• **What is needed**
Answer these questions from the article on British architects:
1. What did Michael Gove accuse architects of in mid-2010?
2. What is the title of the report the RIBA launched?
3. How many design professionals does the UK have, according to the article?

• **Text segment**
===============

Architects, perhaps more than any other design professionals in Britain, have had a rough ride lately. Not only have commissions large or small been hard to find, but in mid-2010 education secretary Michael Gove accused architects of “creaming off cash” under the Labour government’s much-lauded Building Schools for the Future (BSF) programme.
The scheme planned to rebuild or refurbish every one of the United Kingdom’s 3,000 publicly funded secondary schools. Since then Westminster has played a cat-and-mouse game with architects, contractors and educators alike.
As a measured response, last week the Royal Institute of British Architects (RIBA) launched “Good design – it all adds up”, a report citing the implicit value, monetary or otherwise, that good building design can bring. When it comes to the built environment, “design is not some kind of luxury,” says Anna Scott-Marshall, the RIBA’s head of public affairs.
Through a series of case studies, RIBA’s report shows that patients in hospitals with better views and more light recover faster. Single occupancy rooms in hospitals can dramatically improve health results – something grasped by continental European public health providers decades ago. Similarly, teenagers are less likely to bully or be bullied in well-designed schools, or so the report says.
A year after Gove’s attack, the government appears to be conceding. John Penrose, minister for tourism and heritage and the cross-government lead for architectural design policy, goes as far as “commending” the report to “those councillors and consultants involved in the commissioning process”.
This approach was also seen at the recent UK Design Council summit. At the summit, universities and science minister David Willetts talked about innovation, growth and the crucial role of design. Not exactly novel – but a comfort at least to the UK’s 250,000 design professionals, of which architects are a sizeable part.
How much Britain’s policy makers and, more importantly, its developers and procurers will listen to all this is another question. Bricks-and-mortar investment by both public and private sectors is often the first thing to be stung when times are tight. The RIBA’s new report certainly sets the agenda when it comes to the value of design. “We are talking about cost-saving by using and promoting good design principles,” says Anna Scott-Marshall. “It’s not all about creating iconic, bespoke design pieces so much as it is about designing improved environments and places.”
In Britain, more than elsewhere in Europe, architects have got used to talking money when it comes to design and there’s a common misconception that good buildings are costly and badges of honour for the architect, more than tools to aid the better functioning of a society. Cutting costs at planning and building stages proves more costly in the long term.

===============

• **Material shown**
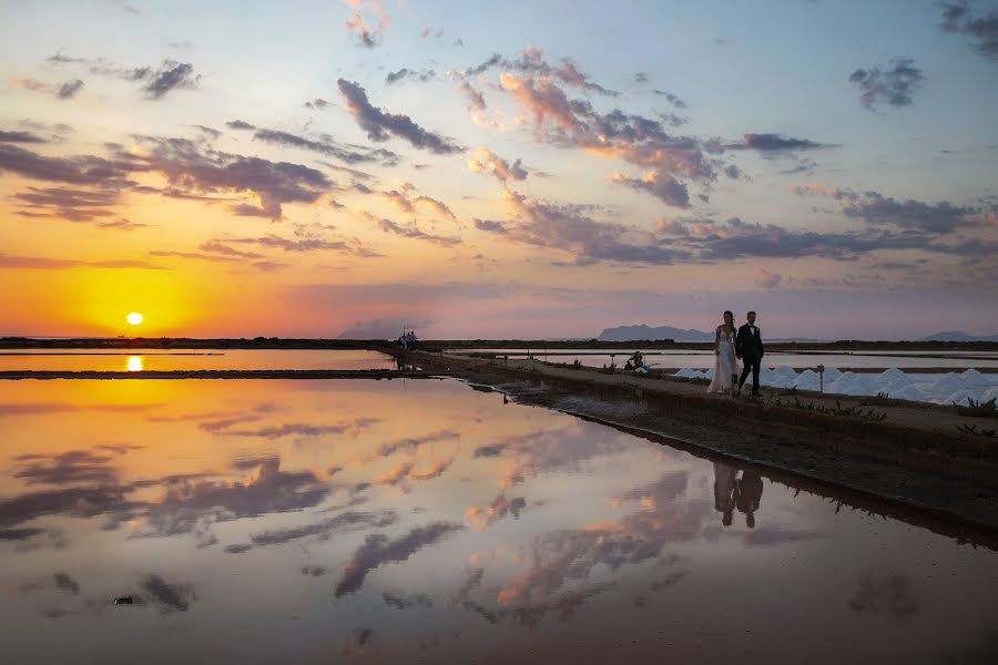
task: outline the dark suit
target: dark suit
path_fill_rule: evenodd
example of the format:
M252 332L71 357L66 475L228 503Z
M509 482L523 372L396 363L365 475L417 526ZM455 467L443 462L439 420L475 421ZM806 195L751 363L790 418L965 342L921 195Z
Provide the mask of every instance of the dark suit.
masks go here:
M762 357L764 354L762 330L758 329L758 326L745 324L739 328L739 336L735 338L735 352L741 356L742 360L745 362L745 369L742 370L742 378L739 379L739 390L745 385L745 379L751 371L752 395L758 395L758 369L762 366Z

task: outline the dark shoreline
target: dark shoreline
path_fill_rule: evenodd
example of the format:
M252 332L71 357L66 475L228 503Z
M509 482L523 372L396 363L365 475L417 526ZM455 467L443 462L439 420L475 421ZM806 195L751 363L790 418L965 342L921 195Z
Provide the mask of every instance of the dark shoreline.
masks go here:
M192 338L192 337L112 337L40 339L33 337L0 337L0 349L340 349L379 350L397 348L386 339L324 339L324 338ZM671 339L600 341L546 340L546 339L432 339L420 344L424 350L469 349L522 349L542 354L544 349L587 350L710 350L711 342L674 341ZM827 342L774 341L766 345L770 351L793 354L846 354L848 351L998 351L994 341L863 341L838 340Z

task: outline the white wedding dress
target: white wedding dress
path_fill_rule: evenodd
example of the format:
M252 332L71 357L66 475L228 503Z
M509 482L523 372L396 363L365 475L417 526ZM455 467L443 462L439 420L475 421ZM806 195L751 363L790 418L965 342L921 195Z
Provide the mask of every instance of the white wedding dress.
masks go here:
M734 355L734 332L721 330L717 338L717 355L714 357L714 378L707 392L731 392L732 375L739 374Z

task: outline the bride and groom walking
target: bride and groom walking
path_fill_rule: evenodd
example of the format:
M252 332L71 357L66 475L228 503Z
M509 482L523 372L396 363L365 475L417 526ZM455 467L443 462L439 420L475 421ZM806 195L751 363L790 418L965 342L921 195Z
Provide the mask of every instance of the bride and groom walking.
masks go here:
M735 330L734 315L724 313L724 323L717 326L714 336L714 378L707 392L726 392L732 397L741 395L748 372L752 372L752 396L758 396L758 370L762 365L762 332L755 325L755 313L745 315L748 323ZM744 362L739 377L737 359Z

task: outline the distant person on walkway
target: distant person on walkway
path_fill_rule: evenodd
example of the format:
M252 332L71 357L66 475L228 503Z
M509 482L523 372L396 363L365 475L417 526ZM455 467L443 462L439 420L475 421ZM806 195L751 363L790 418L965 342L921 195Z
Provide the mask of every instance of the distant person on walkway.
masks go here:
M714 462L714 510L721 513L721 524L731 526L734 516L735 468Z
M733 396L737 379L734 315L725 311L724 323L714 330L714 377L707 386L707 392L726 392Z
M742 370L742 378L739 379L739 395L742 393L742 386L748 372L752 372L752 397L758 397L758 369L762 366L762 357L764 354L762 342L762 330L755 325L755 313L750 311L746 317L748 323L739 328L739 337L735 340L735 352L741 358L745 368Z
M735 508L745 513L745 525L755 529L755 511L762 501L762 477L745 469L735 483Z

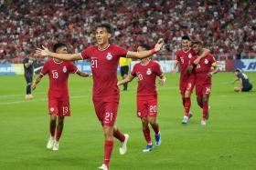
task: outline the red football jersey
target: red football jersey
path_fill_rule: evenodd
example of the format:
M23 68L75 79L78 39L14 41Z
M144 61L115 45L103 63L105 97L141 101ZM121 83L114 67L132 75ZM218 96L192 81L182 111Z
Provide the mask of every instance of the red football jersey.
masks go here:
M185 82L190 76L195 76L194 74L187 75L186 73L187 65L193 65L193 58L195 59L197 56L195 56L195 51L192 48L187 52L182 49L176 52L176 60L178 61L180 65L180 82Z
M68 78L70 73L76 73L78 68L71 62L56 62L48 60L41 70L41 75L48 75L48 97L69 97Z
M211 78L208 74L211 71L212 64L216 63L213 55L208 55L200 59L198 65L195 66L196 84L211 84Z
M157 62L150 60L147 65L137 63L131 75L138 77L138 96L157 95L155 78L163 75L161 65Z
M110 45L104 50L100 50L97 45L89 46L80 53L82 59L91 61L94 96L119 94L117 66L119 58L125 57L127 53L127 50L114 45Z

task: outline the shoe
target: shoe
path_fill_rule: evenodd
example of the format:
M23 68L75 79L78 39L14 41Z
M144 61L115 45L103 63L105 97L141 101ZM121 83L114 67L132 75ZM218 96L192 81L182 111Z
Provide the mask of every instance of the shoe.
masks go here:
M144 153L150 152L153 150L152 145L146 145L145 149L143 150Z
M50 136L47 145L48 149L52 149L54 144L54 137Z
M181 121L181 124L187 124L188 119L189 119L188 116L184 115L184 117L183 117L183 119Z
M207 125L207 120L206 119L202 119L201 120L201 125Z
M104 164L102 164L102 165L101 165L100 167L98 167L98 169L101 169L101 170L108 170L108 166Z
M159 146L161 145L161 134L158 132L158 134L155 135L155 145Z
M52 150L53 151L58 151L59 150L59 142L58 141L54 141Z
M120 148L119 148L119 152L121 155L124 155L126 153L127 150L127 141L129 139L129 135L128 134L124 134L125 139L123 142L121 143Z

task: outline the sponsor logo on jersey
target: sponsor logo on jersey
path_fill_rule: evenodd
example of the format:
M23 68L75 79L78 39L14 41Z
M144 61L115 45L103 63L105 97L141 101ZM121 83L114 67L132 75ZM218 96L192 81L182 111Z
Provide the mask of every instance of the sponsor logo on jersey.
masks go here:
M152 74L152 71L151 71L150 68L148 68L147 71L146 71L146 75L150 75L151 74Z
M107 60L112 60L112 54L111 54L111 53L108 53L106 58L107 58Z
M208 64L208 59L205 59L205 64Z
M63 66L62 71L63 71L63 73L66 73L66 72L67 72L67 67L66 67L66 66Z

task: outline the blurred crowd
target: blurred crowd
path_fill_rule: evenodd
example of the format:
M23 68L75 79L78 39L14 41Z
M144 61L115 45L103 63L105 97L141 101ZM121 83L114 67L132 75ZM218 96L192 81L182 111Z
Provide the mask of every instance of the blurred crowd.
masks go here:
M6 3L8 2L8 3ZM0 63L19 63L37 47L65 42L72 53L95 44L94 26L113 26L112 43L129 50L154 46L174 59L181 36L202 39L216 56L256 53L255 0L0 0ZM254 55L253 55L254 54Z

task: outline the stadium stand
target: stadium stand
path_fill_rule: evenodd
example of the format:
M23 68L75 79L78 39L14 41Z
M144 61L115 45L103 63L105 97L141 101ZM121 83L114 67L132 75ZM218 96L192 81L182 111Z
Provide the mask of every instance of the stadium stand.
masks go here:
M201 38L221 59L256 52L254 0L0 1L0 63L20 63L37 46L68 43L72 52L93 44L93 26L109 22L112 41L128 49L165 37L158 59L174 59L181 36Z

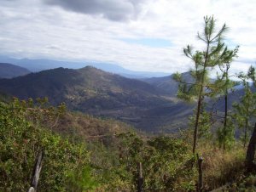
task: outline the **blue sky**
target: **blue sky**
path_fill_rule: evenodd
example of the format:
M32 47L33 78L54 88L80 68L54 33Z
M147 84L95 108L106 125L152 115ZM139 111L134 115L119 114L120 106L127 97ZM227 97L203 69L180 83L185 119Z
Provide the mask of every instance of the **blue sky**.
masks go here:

===============

• **Solved exercise**
1. He accused them of "creaming off cash" under the Building Schools for the Future programme.
2. "Good design – it all adds up"
3. 250,000